Exercise directions –
Copy out every line of the data that has the word "below" somewhere in it.

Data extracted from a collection
= = = =
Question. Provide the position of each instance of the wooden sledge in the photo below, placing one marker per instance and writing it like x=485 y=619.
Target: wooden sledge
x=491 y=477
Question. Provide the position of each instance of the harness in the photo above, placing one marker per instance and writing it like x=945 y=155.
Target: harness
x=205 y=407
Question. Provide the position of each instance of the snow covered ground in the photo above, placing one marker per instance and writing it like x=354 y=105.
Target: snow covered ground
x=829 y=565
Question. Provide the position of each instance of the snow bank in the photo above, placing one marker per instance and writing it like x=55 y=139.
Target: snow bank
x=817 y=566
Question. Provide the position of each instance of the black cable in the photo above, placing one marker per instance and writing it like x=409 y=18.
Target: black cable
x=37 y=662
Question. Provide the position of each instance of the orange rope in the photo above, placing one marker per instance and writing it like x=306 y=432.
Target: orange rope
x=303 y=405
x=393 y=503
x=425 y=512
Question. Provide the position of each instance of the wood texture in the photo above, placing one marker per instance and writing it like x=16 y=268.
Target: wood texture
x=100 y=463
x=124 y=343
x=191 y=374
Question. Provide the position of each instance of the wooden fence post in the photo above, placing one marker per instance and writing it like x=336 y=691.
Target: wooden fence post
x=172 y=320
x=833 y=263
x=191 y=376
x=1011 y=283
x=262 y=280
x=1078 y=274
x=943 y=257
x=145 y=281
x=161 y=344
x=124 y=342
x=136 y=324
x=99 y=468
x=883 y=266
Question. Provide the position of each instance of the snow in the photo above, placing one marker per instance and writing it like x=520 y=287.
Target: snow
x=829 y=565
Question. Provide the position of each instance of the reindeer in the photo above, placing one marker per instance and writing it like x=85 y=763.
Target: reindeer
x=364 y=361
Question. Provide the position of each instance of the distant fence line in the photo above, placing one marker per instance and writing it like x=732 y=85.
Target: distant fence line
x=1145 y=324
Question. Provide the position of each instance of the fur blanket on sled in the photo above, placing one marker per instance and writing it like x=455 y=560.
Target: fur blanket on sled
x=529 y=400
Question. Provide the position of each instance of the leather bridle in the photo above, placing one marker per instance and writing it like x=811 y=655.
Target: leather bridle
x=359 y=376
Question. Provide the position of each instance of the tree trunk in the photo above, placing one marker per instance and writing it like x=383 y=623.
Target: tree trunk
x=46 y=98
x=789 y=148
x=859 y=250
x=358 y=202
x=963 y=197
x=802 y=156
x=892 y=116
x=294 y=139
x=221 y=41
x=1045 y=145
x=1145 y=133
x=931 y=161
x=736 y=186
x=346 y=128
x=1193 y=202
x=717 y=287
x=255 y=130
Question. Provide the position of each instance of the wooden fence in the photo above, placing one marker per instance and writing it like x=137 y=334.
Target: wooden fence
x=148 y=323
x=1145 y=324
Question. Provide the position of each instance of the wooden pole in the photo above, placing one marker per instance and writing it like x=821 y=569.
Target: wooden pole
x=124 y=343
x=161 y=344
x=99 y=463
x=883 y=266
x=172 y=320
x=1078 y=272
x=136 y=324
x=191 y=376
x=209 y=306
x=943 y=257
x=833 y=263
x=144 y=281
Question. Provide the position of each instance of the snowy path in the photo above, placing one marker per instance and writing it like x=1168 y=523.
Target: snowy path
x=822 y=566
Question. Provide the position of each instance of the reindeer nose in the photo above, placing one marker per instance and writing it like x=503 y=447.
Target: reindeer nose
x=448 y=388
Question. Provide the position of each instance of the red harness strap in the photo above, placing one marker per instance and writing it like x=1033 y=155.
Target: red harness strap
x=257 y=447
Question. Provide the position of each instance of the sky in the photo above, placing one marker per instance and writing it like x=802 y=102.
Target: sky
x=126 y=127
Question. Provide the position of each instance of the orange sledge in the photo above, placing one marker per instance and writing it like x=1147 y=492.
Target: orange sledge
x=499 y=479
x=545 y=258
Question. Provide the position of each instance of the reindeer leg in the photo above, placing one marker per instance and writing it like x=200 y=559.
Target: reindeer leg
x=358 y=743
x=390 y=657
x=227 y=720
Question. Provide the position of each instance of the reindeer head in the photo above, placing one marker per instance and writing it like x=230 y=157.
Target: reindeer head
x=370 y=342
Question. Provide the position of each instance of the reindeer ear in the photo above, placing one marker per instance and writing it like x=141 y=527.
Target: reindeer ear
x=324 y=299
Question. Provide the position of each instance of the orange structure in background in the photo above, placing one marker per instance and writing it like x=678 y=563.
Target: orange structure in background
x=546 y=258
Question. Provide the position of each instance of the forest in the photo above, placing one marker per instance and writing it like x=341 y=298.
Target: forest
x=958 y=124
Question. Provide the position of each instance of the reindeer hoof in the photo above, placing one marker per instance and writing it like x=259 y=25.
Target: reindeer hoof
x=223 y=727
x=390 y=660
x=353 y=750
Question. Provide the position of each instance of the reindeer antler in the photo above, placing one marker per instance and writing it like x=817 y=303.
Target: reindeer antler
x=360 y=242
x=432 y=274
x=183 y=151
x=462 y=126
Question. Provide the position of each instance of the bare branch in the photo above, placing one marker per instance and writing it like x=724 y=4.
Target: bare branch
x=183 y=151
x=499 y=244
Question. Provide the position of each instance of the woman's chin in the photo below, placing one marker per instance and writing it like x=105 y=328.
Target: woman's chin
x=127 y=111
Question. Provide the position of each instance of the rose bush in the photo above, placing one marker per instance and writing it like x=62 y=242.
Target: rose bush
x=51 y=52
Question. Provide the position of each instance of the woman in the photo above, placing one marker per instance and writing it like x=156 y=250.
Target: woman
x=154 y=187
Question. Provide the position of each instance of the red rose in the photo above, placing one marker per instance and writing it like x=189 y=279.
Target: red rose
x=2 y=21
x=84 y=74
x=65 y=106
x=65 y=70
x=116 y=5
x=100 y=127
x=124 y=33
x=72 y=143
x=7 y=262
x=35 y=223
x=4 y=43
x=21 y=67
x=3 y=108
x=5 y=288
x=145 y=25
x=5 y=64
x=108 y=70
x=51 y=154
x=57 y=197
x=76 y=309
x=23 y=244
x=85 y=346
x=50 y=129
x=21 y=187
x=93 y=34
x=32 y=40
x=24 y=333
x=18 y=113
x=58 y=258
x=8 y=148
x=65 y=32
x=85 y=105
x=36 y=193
= = = =
Response to the task –
Question. Provide the position of each instance of the wooden sledge in the photo below, placing one marker per instance and writing it like x=485 y=619.
Question. Provide the position of each instance of the woman's chin in the photo below, placing one marker per instance and writing it like x=105 y=328.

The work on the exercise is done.